[Records contained in a dataset]

※

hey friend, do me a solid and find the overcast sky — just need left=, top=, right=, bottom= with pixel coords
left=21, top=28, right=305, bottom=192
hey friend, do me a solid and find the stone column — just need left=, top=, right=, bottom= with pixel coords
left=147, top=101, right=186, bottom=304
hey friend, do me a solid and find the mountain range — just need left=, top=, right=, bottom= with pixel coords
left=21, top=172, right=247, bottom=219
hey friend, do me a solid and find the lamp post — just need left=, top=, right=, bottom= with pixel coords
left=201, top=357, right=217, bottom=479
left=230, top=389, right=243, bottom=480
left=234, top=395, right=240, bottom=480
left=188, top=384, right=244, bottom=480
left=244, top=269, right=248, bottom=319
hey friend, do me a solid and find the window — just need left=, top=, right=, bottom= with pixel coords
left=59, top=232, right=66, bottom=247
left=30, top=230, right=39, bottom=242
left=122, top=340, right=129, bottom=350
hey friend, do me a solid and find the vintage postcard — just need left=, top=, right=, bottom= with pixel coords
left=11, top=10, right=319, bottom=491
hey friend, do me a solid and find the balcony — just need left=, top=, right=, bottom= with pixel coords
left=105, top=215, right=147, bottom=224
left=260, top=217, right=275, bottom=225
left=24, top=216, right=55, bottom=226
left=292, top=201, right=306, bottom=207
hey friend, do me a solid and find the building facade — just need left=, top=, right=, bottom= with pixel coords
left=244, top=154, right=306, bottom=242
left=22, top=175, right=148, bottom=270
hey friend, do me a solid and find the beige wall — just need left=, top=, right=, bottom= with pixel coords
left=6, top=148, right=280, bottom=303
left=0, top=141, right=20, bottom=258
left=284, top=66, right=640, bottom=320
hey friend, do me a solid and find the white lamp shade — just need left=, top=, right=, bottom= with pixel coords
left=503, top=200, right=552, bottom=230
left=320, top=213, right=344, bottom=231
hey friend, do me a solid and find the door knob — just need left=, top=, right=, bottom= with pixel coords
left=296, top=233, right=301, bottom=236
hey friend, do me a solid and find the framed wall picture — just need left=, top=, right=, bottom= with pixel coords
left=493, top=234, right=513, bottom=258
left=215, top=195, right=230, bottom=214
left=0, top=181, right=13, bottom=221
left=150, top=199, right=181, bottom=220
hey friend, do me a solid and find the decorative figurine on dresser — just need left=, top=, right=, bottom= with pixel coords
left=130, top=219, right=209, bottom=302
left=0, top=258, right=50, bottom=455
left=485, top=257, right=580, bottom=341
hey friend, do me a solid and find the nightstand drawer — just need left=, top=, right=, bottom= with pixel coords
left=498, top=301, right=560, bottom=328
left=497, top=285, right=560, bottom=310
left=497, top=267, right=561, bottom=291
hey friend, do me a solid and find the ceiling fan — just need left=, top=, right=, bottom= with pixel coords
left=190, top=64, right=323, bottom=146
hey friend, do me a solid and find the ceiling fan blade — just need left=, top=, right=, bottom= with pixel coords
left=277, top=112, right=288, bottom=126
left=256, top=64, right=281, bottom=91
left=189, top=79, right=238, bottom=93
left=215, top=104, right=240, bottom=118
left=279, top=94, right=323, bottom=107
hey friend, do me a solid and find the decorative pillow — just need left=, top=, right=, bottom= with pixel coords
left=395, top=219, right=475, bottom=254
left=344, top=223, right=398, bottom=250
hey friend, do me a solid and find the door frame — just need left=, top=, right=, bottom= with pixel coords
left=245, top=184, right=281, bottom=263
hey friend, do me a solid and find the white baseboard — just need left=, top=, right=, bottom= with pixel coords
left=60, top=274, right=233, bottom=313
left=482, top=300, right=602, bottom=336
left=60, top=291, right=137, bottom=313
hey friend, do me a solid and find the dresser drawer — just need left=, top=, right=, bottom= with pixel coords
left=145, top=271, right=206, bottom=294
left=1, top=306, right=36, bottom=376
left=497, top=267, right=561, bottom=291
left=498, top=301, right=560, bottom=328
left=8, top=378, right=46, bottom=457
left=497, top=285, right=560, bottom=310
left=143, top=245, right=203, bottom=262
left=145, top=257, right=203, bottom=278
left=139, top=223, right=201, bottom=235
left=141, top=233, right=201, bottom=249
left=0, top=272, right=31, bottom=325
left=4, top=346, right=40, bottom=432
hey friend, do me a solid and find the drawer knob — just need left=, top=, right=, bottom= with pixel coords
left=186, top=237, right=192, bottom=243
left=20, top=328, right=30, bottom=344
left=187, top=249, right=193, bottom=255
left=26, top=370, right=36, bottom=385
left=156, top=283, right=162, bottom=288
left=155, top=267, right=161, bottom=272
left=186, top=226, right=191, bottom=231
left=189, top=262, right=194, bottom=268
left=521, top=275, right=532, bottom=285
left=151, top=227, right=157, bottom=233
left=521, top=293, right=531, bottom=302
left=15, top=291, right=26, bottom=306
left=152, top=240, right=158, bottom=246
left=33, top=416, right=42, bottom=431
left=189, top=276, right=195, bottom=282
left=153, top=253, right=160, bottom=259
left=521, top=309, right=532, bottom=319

※

Every line from above should appear again in the answer, exactly as written.

hey friend, do me a solid and find the overcast sky — just need left=, top=, right=, bottom= with pixel coords
left=21, top=28, right=305, bottom=192
hey friend, do me a solid and find the stone column — just need left=, top=, right=, bottom= with pixel coords
left=147, top=101, right=186, bottom=304
hey friend, do me a solid and find the mountain range — just need left=, top=, right=, bottom= with pixel coords
left=21, top=172, right=247, bottom=219
hey friend, do me a solid and find the lamp post — just need left=, top=, right=, bottom= with pixel coords
left=201, top=357, right=217, bottom=479
left=230, top=389, right=243, bottom=480
left=234, top=395, right=240, bottom=480
left=188, top=384, right=244, bottom=480
left=244, top=269, right=248, bottom=319
hey friend, do me a solid and find the window — just need left=, top=, right=, bottom= with pixel coords
left=59, top=232, right=66, bottom=247
left=30, top=230, right=39, bottom=242
left=122, top=340, right=129, bottom=350
hey friend, do me a solid and find the vintage postcard — just need left=, top=, right=, bottom= with pixel coords
left=11, top=10, right=319, bottom=491
hey friend, do me a solid and find the balcony — just need left=, top=, right=, bottom= with pixel coords
left=105, top=215, right=147, bottom=224
left=260, top=217, right=275, bottom=225
left=24, top=216, right=55, bottom=226
left=292, top=201, right=306, bottom=207
hey friend, do me a solid and find the building facade — just need left=, top=, right=, bottom= with pixel coords
left=244, top=154, right=306, bottom=242
left=22, top=175, right=148, bottom=270
hey friend, do me a solid and find the beige wall — just need left=, top=, right=, bottom= with pixel coords
left=6, top=148, right=280, bottom=303
left=0, top=141, right=20, bottom=258
left=284, top=66, right=640, bottom=320
hey friend, do me a solid and find the white lamp shade — just need left=, top=, right=, bottom= with pixel coords
left=503, top=200, right=552, bottom=230
left=320, top=213, right=344, bottom=231
hey friend, do me a solid and find the door knob — just need left=, top=, right=, bottom= with pixel coords
left=296, top=233, right=301, bottom=236
hey friend, do me a solid and find the framed wall picture — just need left=, top=, right=, bottom= with pixel coords
left=493, top=234, right=513, bottom=258
left=215, top=195, right=230, bottom=214
left=0, top=181, right=13, bottom=221
left=150, top=199, right=181, bottom=220
hey friend, do me a solid and find the decorative figurine on dresser — just need left=, top=, right=, bottom= with pixel coords
left=130, top=219, right=209, bottom=302
left=0, top=258, right=50, bottom=455
left=485, top=257, right=580, bottom=341
hey friend, do me a solid and find the nightstand drawer — just need left=, top=, right=, bottom= with pixel coords
left=498, top=301, right=560, bottom=328
left=497, top=285, right=560, bottom=310
left=497, top=267, right=561, bottom=291
hey friend, do me a solid and find the ceiling fan — just need left=, top=, right=, bottom= with pixel coords
left=190, top=64, right=323, bottom=146
hey friend, do me a solid and find the ceiling fan blade — just need left=, top=, right=, bottom= with pixel coords
left=277, top=112, right=288, bottom=126
left=256, top=64, right=281, bottom=91
left=189, top=79, right=238, bottom=93
left=215, top=104, right=240, bottom=118
left=279, top=94, right=323, bottom=107
hey friend, do me a solid and find the decorative pillow — just need left=, top=, right=, bottom= with pixel coords
left=395, top=219, right=475, bottom=254
left=344, top=223, right=398, bottom=250
hey friend, do me a solid and find the door frame — just need left=, top=, right=, bottom= with pixel coords
left=245, top=184, right=281, bottom=263
hey friend, do me a solid and find the white baseboard — just need left=, top=, right=, bottom= with pixel coords
left=60, top=274, right=233, bottom=313
left=482, top=300, right=602, bottom=336
left=60, top=291, right=137, bottom=313
hey friend, do me a solid and find the dresser drawer — just need left=, top=, right=, bottom= with pixel coords
left=145, top=271, right=206, bottom=294
left=1, top=306, right=36, bottom=376
left=497, top=267, right=561, bottom=291
left=498, top=301, right=560, bottom=328
left=8, top=378, right=46, bottom=457
left=497, top=285, right=560, bottom=310
left=143, top=245, right=203, bottom=262
left=145, top=257, right=203, bottom=278
left=139, top=223, right=201, bottom=235
left=141, top=233, right=201, bottom=249
left=0, top=272, right=31, bottom=325
left=4, top=346, right=40, bottom=432
hey friend, do me a solid and find the drawer knob — just need left=, top=, right=, bottom= with pixel coords
left=186, top=237, right=192, bottom=243
left=20, top=328, right=30, bottom=344
left=187, top=249, right=193, bottom=255
left=26, top=370, right=36, bottom=385
left=156, top=283, right=162, bottom=288
left=155, top=267, right=161, bottom=272
left=186, top=226, right=191, bottom=231
left=189, top=262, right=194, bottom=268
left=521, top=275, right=532, bottom=285
left=151, top=227, right=157, bottom=233
left=521, top=293, right=531, bottom=302
left=15, top=291, right=26, bottom=306
left=152, top=240, right=158, bottom=246
left=33, top=416, right=42, bottom=431
left=189, top=276, right=195, bottom=282
left=153, top=253, right=160, bottom=259
left=521, top=309, right=532, bottom=319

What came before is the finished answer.